*Given task*. Every entry must be given again exactly.

*Stored data*.
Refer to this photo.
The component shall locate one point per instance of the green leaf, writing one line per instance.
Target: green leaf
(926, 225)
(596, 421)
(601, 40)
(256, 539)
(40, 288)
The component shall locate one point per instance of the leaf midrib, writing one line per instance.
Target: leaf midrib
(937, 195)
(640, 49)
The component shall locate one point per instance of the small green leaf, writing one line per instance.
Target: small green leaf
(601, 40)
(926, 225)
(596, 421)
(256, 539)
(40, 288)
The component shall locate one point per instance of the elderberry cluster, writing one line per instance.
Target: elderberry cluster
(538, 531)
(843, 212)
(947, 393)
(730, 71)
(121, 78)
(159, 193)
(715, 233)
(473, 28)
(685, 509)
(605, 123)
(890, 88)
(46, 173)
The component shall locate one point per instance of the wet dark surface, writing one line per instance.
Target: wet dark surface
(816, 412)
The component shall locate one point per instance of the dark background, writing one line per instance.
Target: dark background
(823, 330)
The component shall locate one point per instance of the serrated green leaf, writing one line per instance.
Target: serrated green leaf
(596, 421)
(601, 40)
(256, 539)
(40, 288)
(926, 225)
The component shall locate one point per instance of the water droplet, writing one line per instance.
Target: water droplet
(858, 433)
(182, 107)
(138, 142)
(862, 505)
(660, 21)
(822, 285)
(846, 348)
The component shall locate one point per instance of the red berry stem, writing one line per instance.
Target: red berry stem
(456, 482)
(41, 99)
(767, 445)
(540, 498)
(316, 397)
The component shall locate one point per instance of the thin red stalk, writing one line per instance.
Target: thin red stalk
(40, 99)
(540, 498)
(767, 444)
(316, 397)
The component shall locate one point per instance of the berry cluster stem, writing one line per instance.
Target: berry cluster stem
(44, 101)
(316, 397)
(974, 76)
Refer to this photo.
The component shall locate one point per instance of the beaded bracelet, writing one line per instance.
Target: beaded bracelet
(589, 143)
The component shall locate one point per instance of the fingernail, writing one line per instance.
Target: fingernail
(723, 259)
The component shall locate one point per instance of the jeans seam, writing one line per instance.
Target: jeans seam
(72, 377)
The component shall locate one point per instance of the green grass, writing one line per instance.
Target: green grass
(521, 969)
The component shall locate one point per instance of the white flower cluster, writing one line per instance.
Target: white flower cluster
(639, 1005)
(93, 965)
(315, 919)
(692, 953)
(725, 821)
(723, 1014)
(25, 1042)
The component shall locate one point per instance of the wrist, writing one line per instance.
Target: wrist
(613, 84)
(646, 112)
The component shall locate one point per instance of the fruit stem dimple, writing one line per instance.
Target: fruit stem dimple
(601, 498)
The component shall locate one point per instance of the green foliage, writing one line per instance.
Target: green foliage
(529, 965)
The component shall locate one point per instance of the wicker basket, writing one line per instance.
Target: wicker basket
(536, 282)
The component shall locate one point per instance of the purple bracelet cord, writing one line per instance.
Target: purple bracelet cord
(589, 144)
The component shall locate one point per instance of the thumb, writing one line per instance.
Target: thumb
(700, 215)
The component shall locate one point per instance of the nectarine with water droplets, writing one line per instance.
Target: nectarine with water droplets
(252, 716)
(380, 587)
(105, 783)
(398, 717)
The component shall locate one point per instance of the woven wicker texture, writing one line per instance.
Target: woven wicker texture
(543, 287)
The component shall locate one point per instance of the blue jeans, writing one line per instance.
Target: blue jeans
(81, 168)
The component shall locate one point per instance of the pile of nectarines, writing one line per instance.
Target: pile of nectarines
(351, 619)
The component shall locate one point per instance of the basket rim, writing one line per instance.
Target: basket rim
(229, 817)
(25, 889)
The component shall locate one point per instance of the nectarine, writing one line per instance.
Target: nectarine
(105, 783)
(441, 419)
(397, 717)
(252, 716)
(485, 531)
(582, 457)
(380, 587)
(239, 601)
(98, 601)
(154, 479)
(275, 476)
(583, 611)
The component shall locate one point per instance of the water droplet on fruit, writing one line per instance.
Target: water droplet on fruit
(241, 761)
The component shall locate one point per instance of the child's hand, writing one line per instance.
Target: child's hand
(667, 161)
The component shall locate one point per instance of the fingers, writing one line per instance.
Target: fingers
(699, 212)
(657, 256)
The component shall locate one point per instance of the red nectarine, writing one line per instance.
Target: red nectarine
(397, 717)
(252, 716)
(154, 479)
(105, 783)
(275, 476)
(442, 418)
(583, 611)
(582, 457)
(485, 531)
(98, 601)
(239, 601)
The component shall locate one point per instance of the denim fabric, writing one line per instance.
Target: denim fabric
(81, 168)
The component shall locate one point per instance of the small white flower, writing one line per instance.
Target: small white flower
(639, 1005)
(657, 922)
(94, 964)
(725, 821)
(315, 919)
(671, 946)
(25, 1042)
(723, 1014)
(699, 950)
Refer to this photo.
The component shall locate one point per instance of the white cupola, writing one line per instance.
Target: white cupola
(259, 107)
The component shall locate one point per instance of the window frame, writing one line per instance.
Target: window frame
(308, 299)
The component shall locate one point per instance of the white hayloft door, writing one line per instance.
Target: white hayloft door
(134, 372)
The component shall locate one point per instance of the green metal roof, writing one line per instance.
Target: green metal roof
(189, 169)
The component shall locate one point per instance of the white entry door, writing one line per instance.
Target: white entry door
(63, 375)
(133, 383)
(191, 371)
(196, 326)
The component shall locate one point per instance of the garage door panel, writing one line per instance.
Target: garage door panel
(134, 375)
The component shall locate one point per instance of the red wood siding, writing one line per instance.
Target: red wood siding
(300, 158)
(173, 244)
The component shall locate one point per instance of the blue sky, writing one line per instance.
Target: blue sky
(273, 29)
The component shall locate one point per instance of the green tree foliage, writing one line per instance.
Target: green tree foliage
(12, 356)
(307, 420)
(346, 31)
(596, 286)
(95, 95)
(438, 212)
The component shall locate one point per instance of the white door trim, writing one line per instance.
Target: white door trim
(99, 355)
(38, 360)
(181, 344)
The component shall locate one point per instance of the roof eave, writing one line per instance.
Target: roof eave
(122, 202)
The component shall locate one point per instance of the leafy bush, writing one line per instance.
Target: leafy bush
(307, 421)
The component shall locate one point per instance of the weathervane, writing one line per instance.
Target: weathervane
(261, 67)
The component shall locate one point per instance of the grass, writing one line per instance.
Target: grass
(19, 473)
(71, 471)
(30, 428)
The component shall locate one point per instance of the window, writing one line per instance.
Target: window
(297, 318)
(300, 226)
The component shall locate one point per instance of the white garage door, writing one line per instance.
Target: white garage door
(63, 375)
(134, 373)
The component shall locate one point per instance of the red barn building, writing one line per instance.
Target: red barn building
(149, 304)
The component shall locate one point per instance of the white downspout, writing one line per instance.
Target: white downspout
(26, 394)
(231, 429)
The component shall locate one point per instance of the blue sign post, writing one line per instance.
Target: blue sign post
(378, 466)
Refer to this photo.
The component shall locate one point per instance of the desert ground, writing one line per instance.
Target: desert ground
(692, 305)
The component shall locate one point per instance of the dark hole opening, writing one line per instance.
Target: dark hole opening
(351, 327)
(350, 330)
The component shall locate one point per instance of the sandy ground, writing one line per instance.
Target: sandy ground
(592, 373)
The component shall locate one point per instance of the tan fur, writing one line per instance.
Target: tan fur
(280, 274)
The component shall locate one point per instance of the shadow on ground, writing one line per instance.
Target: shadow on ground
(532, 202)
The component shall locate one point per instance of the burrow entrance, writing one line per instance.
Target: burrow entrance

*Response to this task*.
Refer to this photo.
The component shall locate one point per instance of the green leaf, writing one line per instance.
Target: green leaf
(926, 225)
(596, 421)
(601, 40)
(256, 539)
(40, 288)
The component shall locate one point per instance of the leaf midrib, writing one line per instance.
Target: leaf midrib
(937, 195)
(640, 49)
The component shall locate one point per instance of the small green leaf, writing one line per instance.
Target: small green leaf
(601, 40)
(926, 225)
(596, 421)
(256, 539)
(40, 288)
The component shall locate one point per instance of the elderberry cluster, writing one line per instance.
Target: elderberry cluster
(538, 531)
(843, 212)
(947, 393)
(730, 71)
(121, 78)
(159, 193)
(715, 233)
(473, 28)
(685, 509)
(605, 123)
(890, 88)
(46, 173)
The component shall locate one point per instance of the wet dark surface, writing one line per instance.
Target: wet dark surface
(816, 412)
The component shall locate one point per instance of the dark background, writing one line per instance.
Target: dark background
(823, 330)
The component shall locate one point per instance of the serrated green leaf, writing one line per instance.
Target: serrated green leaf
(596, 421)
(601, 40)
(256, 539)
(40, 288)
(926, 225)
The component shall locate one point per instance of the water droplet, writing one line per instance.
Target: water droplet
(858, 433)
(182, 107)
(138, 142)
(862, 505)
(660, 21)
(822, 285)
(846, 348)
The component shall locate one point per instance of the red berry stem, writing one line per instance.
Target: red berry stem
(456, 482)
(41, 99)
(767, 445)
(540, 498)
(316, 397)
The component shall locate one point per instance of the thin red stalk, writing one line per instance.
Target: thin red stalk
(40, 99)
(540, 498)
(767, 444)
(316, 397)
The component shall locate one point per instance of the berry cluster stem, writing one line per instance.
Target: berry cluster stem
(44, 101)
(316, 397)
(974, 76)
Refer to this photo.
The component shall locate one point per instance of the beaded bracelet, writing one line per instance.
Target: beaded bracelet
(589, 143)
The component shall locate one point per instance of the fingernail, writing one line per instance.
Target: fingernail
(723, 259)
The component shall locate one point per instance of the jeans seam, writing one line per instance.
Target: jeans seam
(72, 377)
The component shall locate one point per instance of the green grass, writing one line per instance.
Target: green grass
(521, 969)
The component shall locate one point per instance of the white flower cluster, writing one line per instance.
Target: white flower cluster
(639, 1005)
(93, 965)
(315, 919)
(692, 953)
(725, 821)
(723, 1014)
(25, 1042)
The component shall locate one point per instance of the wrist, writing one line per instance.
Target: wrist
(613, 84)
(646, 112)
The component shall locate one point per instance of the fruit stem dimple, writing one line per instance.
Target: fruit stem dimple
(601, 498)
The component shall locate one point per instance of the green foliage, writing one line per instance.
Target: green foliage
(529, 965)
The component shall locate one point per instance of the wicker basket, writing one line per instance.
Target: wicker basket
(536, 282)
The component shall locate one point per instance of the purple bracelet cord, writing one line per instance.
Target: purple bracelet cord
(589, 144)
The component shall locate one point per instance of the thumb, writing one line per instance.
Target: thumb
(700, 215)
The component shall locate one point per instance of the nectarine with water droplets, writing one line per instance.
Target: nectarine with water droplets
(252, 716)
(380, 587)
(105, 783)
(398, 717)
The component shall locate one point per instance of the woven wicker texture, writing one line per instance.
Target: woven wicker texture
(543, 287)
The component shall locate one point per instance of the blue jeans, writing one line per instance.
Target: blue jeans
(81, 168)
The component shall locate one point per instance of the pile of nectarines, writing one line per instance.
Target: pile of nectarines
(351, 619)
The component shall locate one point per instance of the basket rim, writing one line per instance.
Target: basket rim
(229, 817)
(25, 889)
The component shall locate one point per instance of the nectarine, writing one line per instance.
Target: nectarine
(105, 783)
(441, 419)
(397, 717)
(252, 716)
(485, 531)
(582, 457)
(380, 587)
(239, 601)
(98, 601)
(154, 479)
(275, 476)
(583, 611)
The component shall locate one point per instance of the water droplet on fruit, writing one line per instance.
Target: water droplet on fruit
(241, 761)
The component shall locate one point per instance of the child's hand, writing one line per instance.
Target: child's hand
(667, 161)
The component shall locate one point per instance of the fingers, writing one line per instance.
Target: fingers
(699, 212)
(657, 256)
The component shall locate one point per instance of the red nectarine, writing one line per instance.
Target: red nectarine
(397, 717)
(252, 716)
(154, 479)
(105, 783)
(275, 476)
(442, 418)
(583, 611)
(582, 457)
(485, 531)
(98, 601)
(239, 601)
The component shall locate one point per instance of the denim fabric, writing one line per instance.
Target: denim fabric
(81, 168)
The component shall locate one point per instance of the small white flower, writing one line per instance.
Target: small white flower
(639, 1005)
(657, 922)
(94, 964)
(725, 821)
(315, 919)
(671, 946)
(25, 1042)
(723, 1014)
(699, 950)
Refer to this photo.
The component shall locate one point per instance of the white cupola, writing one line per instance.
Target: white cupola
(259, 107)
The component shall locate one point per instance of the window frame, writing one line per instance.
Target: window frame
(308, 299)
The component shall locate one point per instance of the white hayloft door, writing one line per instance.
Target: white hayloft door
(134, 372)
The component shall locate one point per instance of the green metal roof, writing one line per instance.
Target: green metal roof
(189, 169)
The component shall locate one point per instance of the white entry door, writing one line per instance.
Target: white entry door
(63, 375)
(133, 383)
(191, 371)
(196, 326)
The component shall locate one point per instance of the garage door panel, writing one line per instance.
Target: garage door panel
(134, 375)
The component shall locate one point per instance of the red wood siding, writing one line per instance.
Target: red wood siding
(300, 158)
(173, 244)
The component shall locate one point per instance of the blue sky, writing one line per instance.
Target: blue sky
(273, 29)
The component shall locate one point per instance of the green tree foliage, writing one line per instance.
Target: green tree foliage
(12, 356)
(307, 420)
(346, 31)
(596, 286)
(95, 95)
(438, 212)
The component shall locate one point per instance of the white door trim, writing one line per instance.
Target: white door trim
(99, 355)
(38, 360)
(181, 344)
The component shall locate one point per instance of the roof eave, writing one line per instance.
Target: roof eave
(122, 202)
The component shall locate one point per instance of the leafy bush, writing one line per instance.
Target: leafy bush
(307, 421)
The component shall locate one point per instance of the weathervane, writing one line per instance.
Target: weathervane
(261, 67)
The component shall locate one point per instance of the grass, writing one line per instance.
Target: grass
(19, 473)
(71, 471)
(30, 428)
The component shall locate one point per instance of the window, writing one line per instance.
Target: window
(297, 318)
(300, 226)
The component shall locate one point per instance of the white garage door, writing one line per instance.
Target: white garage door
(63, 375)
(134, 373)
The component shall locate one point per instance of the red barn building, writing one line per instance.
Target: red barn building
(149, 304)
The component shall locate one point per instance of the white downspout, writing one line per instance.
Target: white downspout
(26, 394)
(231, 429)
The component shall locate one point per instance of the blue sign post, writing one line per instance.
Target: blue sign post
(378, 466)
Refer to this photo.
The component shall locate one point per instance of the desert ground, writing one line per instance.
Target: desert ground
(692, 305)
The component shall locate one point per instance of the dark hole opening, writing one line per instance.
Target: dark hole opening
(351, 327)
(350, 330)
The component shall locate one point per instance of the sandy ground, writing one line per instance.
Target: sandy ground
(592, 373)
The component shall locate one point per instance of the tan fur, writing one line per instance.
Target: tan fur
(280, 274)
The component shall locate one point per instance of the shadow on ground, writing one line per instance.
Target: shadow on ground
(532, 202)
The component shall locate one point per instance of the burrow entrance, writing one line per instance.
Target: burrow entrance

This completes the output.